Excerpts of labeled region data:
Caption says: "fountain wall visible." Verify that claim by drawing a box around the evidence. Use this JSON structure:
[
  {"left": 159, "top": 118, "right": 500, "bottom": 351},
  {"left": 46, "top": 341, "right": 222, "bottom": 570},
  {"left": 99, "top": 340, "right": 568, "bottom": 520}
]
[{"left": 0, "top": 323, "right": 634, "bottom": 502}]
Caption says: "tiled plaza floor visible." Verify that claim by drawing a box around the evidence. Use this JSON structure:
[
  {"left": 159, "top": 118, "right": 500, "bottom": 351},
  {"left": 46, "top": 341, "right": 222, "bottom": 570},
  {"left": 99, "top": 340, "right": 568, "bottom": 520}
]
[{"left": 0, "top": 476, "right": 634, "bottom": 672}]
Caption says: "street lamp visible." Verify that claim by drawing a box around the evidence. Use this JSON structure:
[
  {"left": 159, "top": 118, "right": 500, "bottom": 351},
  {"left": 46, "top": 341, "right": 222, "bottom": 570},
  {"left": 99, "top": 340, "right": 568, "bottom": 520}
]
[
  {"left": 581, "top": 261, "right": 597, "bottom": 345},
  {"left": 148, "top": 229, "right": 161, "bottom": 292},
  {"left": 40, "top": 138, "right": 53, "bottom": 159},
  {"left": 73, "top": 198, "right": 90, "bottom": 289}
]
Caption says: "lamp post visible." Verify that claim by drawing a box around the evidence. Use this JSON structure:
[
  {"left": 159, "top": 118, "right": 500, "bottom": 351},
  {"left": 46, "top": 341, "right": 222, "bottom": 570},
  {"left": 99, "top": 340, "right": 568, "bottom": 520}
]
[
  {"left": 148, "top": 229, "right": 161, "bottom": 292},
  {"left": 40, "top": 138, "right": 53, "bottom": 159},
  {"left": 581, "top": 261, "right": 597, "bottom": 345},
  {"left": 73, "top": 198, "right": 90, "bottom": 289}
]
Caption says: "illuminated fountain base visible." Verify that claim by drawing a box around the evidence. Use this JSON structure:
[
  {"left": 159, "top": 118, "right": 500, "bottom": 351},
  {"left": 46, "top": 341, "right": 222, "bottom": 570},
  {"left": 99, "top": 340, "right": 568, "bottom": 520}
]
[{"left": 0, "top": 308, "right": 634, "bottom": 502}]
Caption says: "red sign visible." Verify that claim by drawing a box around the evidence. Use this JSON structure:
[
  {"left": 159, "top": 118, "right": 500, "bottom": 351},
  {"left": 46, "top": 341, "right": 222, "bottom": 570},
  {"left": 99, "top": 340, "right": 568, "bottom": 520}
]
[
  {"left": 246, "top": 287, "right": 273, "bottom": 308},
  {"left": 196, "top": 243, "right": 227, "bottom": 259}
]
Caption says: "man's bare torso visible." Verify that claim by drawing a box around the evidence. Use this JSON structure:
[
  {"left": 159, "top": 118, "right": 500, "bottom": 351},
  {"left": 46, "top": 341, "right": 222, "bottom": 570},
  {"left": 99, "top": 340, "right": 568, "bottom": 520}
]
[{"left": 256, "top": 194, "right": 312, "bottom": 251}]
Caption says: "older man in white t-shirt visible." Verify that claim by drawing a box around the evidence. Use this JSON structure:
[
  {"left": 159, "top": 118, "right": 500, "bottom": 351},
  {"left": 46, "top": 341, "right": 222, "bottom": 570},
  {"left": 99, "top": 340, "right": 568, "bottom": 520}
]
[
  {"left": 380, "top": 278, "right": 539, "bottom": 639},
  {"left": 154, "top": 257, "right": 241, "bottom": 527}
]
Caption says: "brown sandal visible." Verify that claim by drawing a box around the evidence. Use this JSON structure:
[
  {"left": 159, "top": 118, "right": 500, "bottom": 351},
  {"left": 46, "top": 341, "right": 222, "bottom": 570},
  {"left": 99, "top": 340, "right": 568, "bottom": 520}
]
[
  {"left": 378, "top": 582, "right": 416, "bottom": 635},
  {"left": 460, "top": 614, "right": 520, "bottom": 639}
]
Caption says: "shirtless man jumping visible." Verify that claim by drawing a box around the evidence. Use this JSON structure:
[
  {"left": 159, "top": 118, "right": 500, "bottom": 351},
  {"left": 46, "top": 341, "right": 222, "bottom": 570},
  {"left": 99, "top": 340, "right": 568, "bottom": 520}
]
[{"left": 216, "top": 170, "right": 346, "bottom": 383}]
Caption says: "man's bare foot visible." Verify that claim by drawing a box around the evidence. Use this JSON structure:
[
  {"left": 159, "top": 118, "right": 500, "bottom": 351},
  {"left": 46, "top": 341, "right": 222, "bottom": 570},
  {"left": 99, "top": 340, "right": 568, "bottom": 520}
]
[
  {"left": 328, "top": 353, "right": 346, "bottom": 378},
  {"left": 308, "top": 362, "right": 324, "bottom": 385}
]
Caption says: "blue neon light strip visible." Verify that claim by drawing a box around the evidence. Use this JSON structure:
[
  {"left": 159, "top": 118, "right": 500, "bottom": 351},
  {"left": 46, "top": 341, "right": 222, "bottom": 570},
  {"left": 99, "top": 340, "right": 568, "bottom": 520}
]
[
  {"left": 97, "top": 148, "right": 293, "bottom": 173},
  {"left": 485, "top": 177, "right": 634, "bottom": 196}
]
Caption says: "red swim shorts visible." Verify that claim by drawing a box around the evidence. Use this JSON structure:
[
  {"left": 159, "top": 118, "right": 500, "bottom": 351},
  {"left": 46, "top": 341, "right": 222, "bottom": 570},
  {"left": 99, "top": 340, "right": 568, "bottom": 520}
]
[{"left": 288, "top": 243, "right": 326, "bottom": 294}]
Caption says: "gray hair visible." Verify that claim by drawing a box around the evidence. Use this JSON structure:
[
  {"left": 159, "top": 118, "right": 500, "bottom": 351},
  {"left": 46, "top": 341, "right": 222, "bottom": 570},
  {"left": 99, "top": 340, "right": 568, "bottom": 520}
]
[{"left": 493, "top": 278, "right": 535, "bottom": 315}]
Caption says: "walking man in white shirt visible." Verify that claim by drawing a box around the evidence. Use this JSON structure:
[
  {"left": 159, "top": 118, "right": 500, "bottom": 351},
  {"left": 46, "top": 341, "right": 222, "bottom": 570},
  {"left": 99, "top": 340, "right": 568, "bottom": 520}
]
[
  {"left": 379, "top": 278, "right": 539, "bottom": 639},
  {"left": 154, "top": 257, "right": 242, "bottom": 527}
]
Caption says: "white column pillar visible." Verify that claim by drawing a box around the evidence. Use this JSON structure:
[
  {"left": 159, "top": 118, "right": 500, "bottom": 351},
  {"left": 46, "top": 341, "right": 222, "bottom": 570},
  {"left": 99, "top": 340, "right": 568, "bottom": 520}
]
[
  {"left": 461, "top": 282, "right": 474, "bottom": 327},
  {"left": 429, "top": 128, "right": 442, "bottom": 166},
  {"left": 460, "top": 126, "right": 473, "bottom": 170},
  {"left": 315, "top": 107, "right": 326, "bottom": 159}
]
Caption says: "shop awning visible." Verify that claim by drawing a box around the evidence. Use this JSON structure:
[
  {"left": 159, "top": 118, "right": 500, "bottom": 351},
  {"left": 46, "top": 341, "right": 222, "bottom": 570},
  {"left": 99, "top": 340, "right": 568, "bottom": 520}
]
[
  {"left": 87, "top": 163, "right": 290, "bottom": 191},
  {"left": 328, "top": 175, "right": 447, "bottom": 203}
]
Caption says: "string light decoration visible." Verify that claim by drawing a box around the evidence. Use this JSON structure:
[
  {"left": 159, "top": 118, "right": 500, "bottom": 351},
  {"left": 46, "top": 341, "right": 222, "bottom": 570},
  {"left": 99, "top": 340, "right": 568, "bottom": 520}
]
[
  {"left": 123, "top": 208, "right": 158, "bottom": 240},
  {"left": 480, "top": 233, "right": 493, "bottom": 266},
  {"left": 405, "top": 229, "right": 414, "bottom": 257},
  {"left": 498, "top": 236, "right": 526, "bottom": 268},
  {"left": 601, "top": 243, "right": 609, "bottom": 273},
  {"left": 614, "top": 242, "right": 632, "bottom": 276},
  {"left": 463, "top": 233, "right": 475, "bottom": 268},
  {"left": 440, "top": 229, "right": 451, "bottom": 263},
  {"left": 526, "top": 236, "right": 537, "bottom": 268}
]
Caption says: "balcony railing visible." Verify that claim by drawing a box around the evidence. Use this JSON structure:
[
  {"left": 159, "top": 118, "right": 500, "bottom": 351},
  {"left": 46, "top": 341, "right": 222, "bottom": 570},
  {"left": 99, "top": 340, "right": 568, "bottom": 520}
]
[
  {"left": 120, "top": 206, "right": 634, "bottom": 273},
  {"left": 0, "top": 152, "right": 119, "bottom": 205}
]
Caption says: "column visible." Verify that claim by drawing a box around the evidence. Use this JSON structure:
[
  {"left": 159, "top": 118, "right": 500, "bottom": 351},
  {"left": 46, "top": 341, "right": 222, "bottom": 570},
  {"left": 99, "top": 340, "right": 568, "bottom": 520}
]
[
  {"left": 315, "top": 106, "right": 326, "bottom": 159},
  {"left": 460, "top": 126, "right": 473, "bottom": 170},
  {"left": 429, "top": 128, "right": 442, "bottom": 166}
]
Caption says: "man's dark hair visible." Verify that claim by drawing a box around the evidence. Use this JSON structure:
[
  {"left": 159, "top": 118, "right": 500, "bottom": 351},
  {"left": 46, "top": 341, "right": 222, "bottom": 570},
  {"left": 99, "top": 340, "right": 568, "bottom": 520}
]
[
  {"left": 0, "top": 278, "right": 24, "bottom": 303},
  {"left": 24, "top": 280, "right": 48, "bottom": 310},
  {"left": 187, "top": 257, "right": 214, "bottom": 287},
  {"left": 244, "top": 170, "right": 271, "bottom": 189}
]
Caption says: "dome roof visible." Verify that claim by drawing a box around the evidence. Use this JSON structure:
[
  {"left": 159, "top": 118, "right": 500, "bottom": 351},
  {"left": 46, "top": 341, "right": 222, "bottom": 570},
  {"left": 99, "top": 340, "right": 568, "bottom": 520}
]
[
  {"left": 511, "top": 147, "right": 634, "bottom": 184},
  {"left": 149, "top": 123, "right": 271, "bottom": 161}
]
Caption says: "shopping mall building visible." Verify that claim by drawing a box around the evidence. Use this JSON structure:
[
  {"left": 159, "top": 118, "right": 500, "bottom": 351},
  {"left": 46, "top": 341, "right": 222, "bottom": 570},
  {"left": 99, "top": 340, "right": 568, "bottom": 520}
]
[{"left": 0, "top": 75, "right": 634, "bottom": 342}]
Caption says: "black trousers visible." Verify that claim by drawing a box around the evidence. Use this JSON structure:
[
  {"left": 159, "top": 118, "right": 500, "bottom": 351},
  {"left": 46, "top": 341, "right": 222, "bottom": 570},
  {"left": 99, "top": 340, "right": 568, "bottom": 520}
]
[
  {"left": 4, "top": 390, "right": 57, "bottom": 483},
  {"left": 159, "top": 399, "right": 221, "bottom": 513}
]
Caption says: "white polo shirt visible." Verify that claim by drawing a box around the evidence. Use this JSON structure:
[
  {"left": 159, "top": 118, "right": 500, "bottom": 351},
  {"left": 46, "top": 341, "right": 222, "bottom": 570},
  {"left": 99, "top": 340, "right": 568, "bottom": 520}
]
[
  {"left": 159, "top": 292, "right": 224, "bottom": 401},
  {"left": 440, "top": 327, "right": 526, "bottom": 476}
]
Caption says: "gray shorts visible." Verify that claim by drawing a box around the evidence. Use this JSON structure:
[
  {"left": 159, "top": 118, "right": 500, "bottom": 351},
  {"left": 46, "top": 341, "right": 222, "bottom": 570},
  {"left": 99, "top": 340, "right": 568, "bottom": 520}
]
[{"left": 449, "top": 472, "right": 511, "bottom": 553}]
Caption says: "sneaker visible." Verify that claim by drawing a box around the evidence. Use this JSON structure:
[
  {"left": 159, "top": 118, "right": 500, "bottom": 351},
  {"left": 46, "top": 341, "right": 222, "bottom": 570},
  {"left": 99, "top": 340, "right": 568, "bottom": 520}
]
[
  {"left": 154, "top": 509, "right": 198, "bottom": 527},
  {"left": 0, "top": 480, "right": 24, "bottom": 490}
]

■ STATED GOAL ■
State how many lines of the rows contain the string "shorts", treating the match as case-sensitive. Give only the number.

■ EXERCISE RESPONSE ■
2